■ **REQUIREMENT**
Restate each entry word for word, leaving nothing out.

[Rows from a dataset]
↓

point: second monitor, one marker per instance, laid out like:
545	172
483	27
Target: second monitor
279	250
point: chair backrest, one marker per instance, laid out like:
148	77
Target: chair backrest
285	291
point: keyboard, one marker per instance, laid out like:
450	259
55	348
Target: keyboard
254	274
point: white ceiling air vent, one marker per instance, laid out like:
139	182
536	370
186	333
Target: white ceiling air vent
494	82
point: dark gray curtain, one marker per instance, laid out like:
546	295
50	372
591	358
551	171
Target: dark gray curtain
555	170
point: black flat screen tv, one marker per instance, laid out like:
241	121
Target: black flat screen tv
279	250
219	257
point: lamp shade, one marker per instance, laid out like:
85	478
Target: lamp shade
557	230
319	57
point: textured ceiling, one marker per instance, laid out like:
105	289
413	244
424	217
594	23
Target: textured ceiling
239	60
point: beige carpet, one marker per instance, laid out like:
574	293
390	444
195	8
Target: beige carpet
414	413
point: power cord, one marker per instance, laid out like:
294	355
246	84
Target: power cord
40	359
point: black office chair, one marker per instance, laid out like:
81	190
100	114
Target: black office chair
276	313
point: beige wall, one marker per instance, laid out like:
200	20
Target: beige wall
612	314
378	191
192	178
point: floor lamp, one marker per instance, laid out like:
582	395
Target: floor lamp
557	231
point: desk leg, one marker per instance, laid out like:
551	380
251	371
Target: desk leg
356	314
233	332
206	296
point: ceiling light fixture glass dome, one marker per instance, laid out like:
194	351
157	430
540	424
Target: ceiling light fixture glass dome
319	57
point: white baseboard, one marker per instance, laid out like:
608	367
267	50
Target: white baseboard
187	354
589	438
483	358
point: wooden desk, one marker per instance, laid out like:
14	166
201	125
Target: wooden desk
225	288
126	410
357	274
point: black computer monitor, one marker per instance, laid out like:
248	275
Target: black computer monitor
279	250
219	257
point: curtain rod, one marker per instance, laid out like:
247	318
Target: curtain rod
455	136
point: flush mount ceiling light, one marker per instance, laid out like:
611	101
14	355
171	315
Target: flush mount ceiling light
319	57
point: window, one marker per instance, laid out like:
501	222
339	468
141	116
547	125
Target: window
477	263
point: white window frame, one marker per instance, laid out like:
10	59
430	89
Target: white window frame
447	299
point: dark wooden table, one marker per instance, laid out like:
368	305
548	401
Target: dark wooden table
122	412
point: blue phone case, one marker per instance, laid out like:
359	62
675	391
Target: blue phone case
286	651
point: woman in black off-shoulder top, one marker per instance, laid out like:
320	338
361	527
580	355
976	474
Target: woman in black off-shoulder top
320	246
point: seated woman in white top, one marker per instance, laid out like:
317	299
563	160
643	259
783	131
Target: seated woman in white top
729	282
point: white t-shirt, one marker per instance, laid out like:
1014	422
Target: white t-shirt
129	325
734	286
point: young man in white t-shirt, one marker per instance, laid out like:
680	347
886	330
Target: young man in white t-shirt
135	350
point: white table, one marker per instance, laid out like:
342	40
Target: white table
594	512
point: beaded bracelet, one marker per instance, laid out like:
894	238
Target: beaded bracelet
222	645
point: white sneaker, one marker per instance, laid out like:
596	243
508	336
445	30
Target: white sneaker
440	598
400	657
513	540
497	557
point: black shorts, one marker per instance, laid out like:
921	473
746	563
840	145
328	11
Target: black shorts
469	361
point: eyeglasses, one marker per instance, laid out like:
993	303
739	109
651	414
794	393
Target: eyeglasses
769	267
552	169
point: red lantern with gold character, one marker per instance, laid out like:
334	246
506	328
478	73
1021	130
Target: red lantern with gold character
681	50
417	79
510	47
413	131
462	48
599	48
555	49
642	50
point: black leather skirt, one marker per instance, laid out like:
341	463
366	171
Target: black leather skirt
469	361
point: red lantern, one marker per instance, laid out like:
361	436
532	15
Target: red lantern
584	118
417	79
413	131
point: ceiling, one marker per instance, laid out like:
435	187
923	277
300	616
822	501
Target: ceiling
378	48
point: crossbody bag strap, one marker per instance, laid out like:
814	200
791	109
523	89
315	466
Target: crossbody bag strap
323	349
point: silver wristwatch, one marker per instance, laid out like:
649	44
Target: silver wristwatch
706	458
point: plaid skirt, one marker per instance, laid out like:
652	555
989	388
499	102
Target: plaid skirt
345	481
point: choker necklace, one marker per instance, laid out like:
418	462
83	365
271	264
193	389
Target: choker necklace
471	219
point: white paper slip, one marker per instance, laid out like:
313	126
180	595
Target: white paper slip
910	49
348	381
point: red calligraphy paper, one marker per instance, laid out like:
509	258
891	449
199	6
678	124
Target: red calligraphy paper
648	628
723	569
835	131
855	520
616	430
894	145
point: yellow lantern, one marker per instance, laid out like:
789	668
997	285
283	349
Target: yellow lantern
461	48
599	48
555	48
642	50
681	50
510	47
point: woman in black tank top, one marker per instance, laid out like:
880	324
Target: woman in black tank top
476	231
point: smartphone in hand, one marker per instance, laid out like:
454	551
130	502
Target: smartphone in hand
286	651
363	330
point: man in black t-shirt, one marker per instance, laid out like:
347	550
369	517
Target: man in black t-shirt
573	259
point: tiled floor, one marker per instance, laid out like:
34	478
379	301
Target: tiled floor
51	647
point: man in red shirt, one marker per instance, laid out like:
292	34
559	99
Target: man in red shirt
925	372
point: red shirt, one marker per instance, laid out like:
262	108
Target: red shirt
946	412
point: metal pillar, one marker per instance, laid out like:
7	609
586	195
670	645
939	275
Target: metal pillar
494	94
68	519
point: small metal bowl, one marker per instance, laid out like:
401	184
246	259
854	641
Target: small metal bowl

↑

■ **ANSWER TO THIS TASK**
point: second monitor, one marker per instance, laid out like:
545	172
483	27
Target: second monitor
279	250
point: chair backrest, one marker per instance, laid out like:
148	77
Target: chair backrest
285	291
point: keyboard, one marker per instance, laid out like:
450	259
55	348
Target: keyboard
254	274
point: white ceiling air vent, one marker per instance, laid out like:
139	182
536	370
186	333
Target: white ceiling air vent
494	82
point: dark gray curtain, one marker per instance, laid out like:
546	295
50	372
591	358
551	171
Target: dark gray curtain
555	170
point: black flat screen tv, one marker per instance, laid out like:
241	121
Target: black flat screen tv
279	250
219	257
point: lamp shade, one marker per instance, laid out like:
85	478
Target: lamp shade
557	230
319	57
point: textured ceiling, one marker per instance, laid out like:
105	289
413	244
424	217
594	23
Target: textured ceiling
239	60
point: beige carpet, one marker per instance, laid out like:
574	293
390	444
195	8
Target: beige carpet
414	413
point: power cord, one marker per instance, laid out like:
294	355
246	84
Target: power cord
40	359
point: black office chair, one marker per instance, laid out like:
81	190
100	114
Target: black office chair
276	313
point: beige wall, one marker per instance, laid out like:
200	20
Target: beige wall
612	314
378	191
192	178
point: floor lamp, one marker per instance, laid out like:
582	395
Target: floor lamp
557	231
point: desk leg, one marker per instance, laid out like:
551	380
251	371
Target: desk leg
356	314
233	332
206	296
point: ceiling light fixture glass dome, one marker per instance, laid out like:
194	351
157	430
540	424
Target: ceiling light fixture glass dome
319	57
point: white baseboard, one marker per instance, laid out like:
608	367
267	50
Target: white baseboard
187	354
589	438
483	358
point: wooden desk, one marker per instance, laid out like:
14	166
201	125
Target: wooden desk
225	288
126	410
357	274
point: black computer monitor, one marker per instance, laid out like:
248	275
Target: black computer monitor
279	250
219	257
point: curtain rod, one marker per instance, laid out like:
247	318
Target: curtain rod
455	136
point: flush mount ceiling light, one marker per instance, laid out like:
611	101
14	355
171	315
Target: flush mount ceiling light
319	57
point: window, one marker per instance, laid out like:
501	222
339	468
141	116
547	125
Target: window
477	263
point: white window frame, one marker per instance, laid out like:
10	59
430	89
Target: white window frame
447	299
point: dark wooden table, one marker per instance, laid out like:
368	305
548	401
Target: dark wooden table
122	412
point: blue phone case, one marker per instance, laid out like:
359	62
675	391
Target: blue phone case
286	651
point: woman in black off-shoulder top, one marker per instance, laid out like:
320	338
361	527
580	355
976	474
Target: woman in black off-shoulder top
320	246
point: seated woman in white top, one marker per instance, laid out like:
317	299
563	160
643	259
783	131
Target: seated woman in white top
729	282
point: white t-shirt, one marker per instance, laid out like:
1014	422
Target: white t-shirt
129	325
734	286
point: young man in white t-shirt, one marker per instance, laid out like:
680	347
886	330
Target: young man in white t-shirt
135	350
point: white table, one marker per instance, laid out like:
342	40
Target: white table
594	512
point: beaded bracelet, one marker per instance, laid out like:
894	238
Target: beaded bracelet
222	645
point: white sneaker, one marker per instance, laid out like:
596	243
508	336
445	30
Target: white sneaker
440	598
400	657
513	540
497	557
point: black shorts, one marker per instance, laid out like:
921	473
746	563
840	145
328	11
Target: black shorts
469	361
point: eyeglasses, one marker per instance, laid out like:
993	303
739	109
651	414
794	393
Target: eyeglasses
769	267
552	169
point: red lantern with gold character, one marker per instance, laid out like:
334	246
506	328
478	73
1021	130
Target: red lantern with gold character
681	50
417	79
510	47
413	131
462	48
599	48
555	49
642	50
point: black leather skirt, one marker per instance, laid out like:
341	463
366	171
Target: black leather skirt
469	361
point: red lantern, one marker per instance, laid out like:
361	436
532	15
Target: red lantern
584	118
417	79
413	131
point: ceiling, one marker per instance, laid out like:
435	187
923	277
300	616
822	501
Target: ceiling
378	48
point: crossbody bag strap, one marker per instance, laid out like:
814	200
791	109
523	89
315	466
Target: crossbody bag strap
323	349
point: silver wristwatch, one marker per instance, laid out like:
649	44
Target: silver wristwatch
706	458
point: plaid skirt, one marker per instance, laid out like:
652	555
989	388
499	102
Target: plaid skirt
345	481
point: choker necklace, one marker per instance, laid out like:
418	462
83	365
271	264
193	389
Target: choker necklace
471	219
point: white paper slip, one marker per instance, laid out like:
313	126
180	595
Target: white paper slip
910	49
348	381
point: red calligraphy paper, one marker per instance, laid out like:
509	258
891	449
199	6
678	124
Target: red calligraphy paper
648	628
723	569
835	131
855	520
616	430
894	145
point: yellow lantern, one marker per instance, laid out like:
789	668
997	285
283	349
Target: yellow lantern
461	48
599	48
555	48
642	50
681	50
510	47
point: woman in black tank top, one marker per instance, laid out like:
880	324
Target: woman in black tank top
476	231
point: smartphone in hand, one marker per instance, laid out like:
454	551
130	502
Target: smartphone in hand
286	651
363	330
point: man in black t-shirt, one marker per instance, laid out like:
347	550
369	517
Target: man in black t-shirt
573	259
point: tiled floor, one marker per instance, laid out like:
34	478
379	301
Target: tiled floor
51	647
point: man in red shirt, one marker per instance, laid out like:
292	34
559	99
Target: man in red shirt
925	372
point: red shirt, one marker per instance, laid out like:
262	108
Target: red shirt
946	412
point: metal pillar, one marker per instance, laid out like:
7	609
586	195
670	645
939	275
Target: metal pillar
494	94
68	519
point: small metal bowl, one marker per instance, laid out like:
401	184
246	259
854	641
Target: small metal bowl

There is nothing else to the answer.